- Activity: Transcribe only the part of the listing below that begins at the line containing "Provide the mask" and runs to its final line, keeping both ends.

- Data provided:
= Beginning of Section =
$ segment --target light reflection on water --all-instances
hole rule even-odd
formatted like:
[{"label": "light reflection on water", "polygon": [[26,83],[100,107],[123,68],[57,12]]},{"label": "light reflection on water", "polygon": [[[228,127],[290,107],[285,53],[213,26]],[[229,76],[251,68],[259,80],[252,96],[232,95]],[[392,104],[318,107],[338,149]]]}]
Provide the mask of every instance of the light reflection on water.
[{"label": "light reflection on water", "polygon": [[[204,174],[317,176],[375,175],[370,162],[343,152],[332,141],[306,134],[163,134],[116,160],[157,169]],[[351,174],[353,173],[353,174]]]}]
= End of Section =
- Answer below:
Provide the mask of every instance of the light reflection on water.
[{"label": "light reflection on water", "polygon": [[[204,174],[317,176],[375,175],[370,162],[343,152],[332,141],[306,134],[163,134],[116,160],[157,169]],[[351,174],[353,173],[353,174]]]}]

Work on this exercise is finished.